Given information>
• • •
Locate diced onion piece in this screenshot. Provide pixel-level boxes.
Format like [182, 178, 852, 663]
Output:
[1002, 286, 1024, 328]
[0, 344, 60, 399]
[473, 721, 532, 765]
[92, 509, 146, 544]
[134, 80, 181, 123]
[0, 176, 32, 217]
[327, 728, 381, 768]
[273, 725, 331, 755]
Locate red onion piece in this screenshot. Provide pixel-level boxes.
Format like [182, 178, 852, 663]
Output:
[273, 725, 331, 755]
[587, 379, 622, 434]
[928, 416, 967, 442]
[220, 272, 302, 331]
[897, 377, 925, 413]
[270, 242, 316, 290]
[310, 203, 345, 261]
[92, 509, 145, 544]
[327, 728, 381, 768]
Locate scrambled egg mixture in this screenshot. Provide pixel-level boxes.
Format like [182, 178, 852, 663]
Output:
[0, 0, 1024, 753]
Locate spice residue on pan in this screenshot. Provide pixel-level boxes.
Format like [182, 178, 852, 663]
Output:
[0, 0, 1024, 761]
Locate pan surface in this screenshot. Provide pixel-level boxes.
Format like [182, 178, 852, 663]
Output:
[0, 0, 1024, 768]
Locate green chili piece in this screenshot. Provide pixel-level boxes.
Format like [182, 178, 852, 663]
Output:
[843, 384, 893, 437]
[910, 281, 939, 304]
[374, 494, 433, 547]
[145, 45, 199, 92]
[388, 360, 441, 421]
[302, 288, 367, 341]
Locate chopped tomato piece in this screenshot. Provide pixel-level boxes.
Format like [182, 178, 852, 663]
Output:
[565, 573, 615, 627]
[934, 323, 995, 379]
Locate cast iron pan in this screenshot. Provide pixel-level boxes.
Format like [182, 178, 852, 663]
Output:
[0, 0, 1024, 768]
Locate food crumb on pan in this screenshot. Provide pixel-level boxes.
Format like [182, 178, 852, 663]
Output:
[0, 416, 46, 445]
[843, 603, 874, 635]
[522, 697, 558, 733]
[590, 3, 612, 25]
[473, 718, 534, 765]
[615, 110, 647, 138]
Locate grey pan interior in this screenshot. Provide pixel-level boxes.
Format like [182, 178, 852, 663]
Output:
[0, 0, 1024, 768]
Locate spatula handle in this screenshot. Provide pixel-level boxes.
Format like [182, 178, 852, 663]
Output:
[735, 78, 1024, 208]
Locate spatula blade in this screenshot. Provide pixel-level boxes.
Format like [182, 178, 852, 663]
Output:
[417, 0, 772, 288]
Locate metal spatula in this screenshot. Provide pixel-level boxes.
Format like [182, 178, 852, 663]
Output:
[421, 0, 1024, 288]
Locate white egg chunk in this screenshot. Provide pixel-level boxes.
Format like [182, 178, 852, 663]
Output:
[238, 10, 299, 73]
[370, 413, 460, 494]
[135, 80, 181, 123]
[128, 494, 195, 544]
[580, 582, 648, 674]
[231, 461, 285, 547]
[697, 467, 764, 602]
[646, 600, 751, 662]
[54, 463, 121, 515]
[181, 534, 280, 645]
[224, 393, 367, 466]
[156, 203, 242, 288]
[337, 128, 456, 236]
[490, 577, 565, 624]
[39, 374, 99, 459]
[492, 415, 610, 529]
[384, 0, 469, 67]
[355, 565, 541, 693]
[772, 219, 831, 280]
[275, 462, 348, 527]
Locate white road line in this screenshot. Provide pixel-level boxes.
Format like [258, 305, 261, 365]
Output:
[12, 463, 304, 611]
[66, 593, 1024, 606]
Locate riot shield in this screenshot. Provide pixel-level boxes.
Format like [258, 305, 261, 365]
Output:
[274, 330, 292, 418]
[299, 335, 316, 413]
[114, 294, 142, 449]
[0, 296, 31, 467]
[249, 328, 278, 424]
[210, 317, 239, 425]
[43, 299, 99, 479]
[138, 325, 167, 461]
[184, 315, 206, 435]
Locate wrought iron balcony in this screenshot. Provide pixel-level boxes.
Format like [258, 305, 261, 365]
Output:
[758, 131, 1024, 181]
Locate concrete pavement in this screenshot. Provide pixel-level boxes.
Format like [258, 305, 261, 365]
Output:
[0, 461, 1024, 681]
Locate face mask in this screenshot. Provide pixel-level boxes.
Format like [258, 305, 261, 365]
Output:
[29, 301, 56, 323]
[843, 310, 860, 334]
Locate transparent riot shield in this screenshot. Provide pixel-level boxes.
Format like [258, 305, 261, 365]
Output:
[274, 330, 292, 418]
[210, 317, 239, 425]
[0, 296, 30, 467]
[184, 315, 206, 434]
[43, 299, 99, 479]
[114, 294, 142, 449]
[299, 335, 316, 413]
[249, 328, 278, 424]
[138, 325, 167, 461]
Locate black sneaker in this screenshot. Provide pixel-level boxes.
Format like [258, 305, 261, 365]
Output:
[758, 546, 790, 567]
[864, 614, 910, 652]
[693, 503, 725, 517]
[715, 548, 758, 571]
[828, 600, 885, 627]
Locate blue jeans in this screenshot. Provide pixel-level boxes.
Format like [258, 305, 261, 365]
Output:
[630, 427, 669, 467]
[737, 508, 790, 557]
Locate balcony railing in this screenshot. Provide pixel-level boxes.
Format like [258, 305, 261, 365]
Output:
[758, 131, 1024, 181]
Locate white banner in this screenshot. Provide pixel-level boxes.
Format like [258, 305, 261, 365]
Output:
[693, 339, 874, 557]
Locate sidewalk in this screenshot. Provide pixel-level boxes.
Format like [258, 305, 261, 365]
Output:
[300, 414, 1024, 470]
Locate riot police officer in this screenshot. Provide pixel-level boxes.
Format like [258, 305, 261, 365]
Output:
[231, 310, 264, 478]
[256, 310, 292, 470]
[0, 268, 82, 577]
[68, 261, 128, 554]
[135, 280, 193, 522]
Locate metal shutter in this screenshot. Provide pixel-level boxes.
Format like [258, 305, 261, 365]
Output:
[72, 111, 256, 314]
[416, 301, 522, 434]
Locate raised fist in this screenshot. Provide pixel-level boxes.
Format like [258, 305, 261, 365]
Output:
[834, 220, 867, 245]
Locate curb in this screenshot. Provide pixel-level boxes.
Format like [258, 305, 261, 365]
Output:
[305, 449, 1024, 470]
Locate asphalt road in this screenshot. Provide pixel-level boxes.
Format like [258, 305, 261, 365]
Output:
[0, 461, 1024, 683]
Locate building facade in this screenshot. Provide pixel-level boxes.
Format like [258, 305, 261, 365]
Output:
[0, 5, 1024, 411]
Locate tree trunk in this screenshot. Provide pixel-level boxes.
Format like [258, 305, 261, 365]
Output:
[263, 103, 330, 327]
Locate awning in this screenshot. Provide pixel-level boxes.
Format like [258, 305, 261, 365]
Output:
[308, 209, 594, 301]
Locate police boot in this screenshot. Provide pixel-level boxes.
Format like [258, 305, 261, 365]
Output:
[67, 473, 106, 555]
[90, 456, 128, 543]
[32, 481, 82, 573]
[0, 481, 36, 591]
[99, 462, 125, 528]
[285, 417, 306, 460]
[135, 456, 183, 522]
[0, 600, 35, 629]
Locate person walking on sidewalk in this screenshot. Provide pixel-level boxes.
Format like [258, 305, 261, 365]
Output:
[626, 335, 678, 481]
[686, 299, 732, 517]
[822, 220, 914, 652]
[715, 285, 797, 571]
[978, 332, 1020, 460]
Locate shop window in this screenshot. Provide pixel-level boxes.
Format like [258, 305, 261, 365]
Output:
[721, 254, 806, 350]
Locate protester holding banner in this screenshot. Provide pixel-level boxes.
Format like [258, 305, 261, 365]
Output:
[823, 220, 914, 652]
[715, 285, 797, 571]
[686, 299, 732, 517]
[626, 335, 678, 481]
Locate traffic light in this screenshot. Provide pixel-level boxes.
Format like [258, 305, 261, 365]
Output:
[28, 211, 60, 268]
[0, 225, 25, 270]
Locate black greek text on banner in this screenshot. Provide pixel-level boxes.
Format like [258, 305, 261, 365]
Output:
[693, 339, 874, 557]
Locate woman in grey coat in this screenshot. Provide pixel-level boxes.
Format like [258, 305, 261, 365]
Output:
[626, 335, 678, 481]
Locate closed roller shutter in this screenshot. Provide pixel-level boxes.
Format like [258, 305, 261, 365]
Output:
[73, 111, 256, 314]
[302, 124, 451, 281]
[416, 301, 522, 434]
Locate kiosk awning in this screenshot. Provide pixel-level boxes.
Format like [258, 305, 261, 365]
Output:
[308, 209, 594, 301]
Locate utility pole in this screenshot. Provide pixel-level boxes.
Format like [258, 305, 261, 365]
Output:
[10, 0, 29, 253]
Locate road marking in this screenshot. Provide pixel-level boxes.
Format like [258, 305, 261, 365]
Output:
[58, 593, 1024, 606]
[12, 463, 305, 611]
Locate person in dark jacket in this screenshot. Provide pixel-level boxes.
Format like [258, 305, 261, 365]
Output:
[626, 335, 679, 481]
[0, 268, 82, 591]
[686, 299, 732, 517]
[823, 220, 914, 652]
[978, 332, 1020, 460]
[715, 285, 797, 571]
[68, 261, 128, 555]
• • •
Task description> Convert the lines of the data above, from the line containing "Locate road marking" through the end of the data, inclusive, into a JSON list of strings with one string per line. Leave out blank lines.

Answer to this task>
[
  "Locate road marking in this screenshot. Provide pixel-level boxes.",
  "Format like [258, 305, 261, 365]",
  "Output:",
  "[58, 593, 1024, 606]",
  "[12, 463, 305, 611]",
  "Locate person in dark jacket in this screenshot. Provide pixel-level boxes.",
  "Format like [258, 305, 261, 365]",
  "Output:",
  "[626, 335, 679, 481]",
  "[0, 268, 82, 591]",
  "[686, 299, 732, 517]",
  "[823, 220, 914, 652]",
  "[978, 332, 1020, 460]",
  "[715, 285, 797, 571]",
  "[68, 261, 128, 555]"
]